» **Texte fourni**
____________________

L’ami journaliste a fait référence à un événement documenté par Al-Jazeera la veille, samedi soir : 15 camions transportant des sacs de farine ont été photographiés sur la place Al-Nabulsi à Gaza, en route pour Jabaliya et le nord de la bande de Gaza – des zones où les camions d’aide n’ont pas accédé depuis de nombreux mois.

Mais au lieu des scènes de chaos et de la mort de plus de 100 Palestiniens, observées exactement au même endroit trois semaines plus tôt lorsque les soldats israéliens avaient bloqué la livraison de nourriture, cette fois-ci, tout semblait sous contrôle. Personne n’a attaqué les camions et les agents de sécurité ont maintenu l’ordre. Le dimanche soir, le spectacle des camions d’aide passant dans un ordre relatif s’est répété. L’optimisme de mon ami était probablement fondé.

Le journaliste d’Al-Jazeera a rapporté que les personnes chargées de sécuriser le convoi d’aide étaient des représentants des comités populaires et des “dignitaires tribaux”, un nom de code pour les tribus bédouines qui se sont réfugiées à Gaza en 1948 et qui conservent une structure sociale traditionnelle.

Le transfert de la responsabilité de la distribution de l’aide humanitaire aux “familles” locales est né d’une idée israélienne. Début janvier, les services de sécurité ont présenté au cabinet un plan selon lequel “des tribus connues du Shin Bet et de Tsahal gèreront la bande et distribueront l’aide humanitaire”. Cette initiative a été décrite comme un moyen de contourner le Hamas.

____________________

» **Extrait des données**
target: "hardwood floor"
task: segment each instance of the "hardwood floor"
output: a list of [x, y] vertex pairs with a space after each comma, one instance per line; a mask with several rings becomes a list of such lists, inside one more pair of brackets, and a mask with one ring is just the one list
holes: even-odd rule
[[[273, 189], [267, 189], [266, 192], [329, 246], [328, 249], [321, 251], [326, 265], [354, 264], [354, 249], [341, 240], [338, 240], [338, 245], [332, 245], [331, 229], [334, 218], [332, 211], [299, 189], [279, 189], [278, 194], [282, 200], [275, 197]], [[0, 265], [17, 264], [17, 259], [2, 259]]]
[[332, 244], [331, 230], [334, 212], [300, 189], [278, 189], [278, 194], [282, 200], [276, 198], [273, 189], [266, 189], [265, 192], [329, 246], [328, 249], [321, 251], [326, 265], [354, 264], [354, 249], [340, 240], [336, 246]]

____________________

» **Consigne 1**
Recopiez mot pour mot un passage du texte fourni : commencez aux mots « Le transfert de » et arrêtez-vous après « contourner le Hamas. ».
» **Consigne 2**
D’après le texte fourni, combien de camions chargés de sacs de farine ont été photographiés sur la place Al-Nabulsi ?
» **Consigne 3**
Indiquez si chacune de ces affirmations concorde avec le texte fourni, en répondant par oui ou non et en citant les mots du texte qui tranchent.
(a) Les camions se dirigeaient vers Jabaliya et le nord de la bande de Gaza.
(b) Des personnes ont attaqué les camions lors de leur passage.
(c) Les tribus bédouines se sont réfugiées à Gaza en 1967.

» **Réponse 1**
Le transfert de la responsabilité de la distribution de l’aide humanitaire aux “familles” locales est né d’une idée israélienne. Début janvier, les services de sécurité ont présenté au cabinet un plan selon lequel “des tribus connues du Shin Bet et de Tsahal gèreront la bande et distribueront l’aide humanitaire”. Cette initiative a été décrite comme un moyen de contourner le Hamas.

» **Réponse 2**
15 camions.

» **Réponse 3**
(a) Oui : « en route pour Jabaliya et le nord de la bande de Gaza ».
(b) Non : « Personne n’a attaqué les camions ».
(c) Non : « qui se sont réfugiées à Gaza en 1948 ».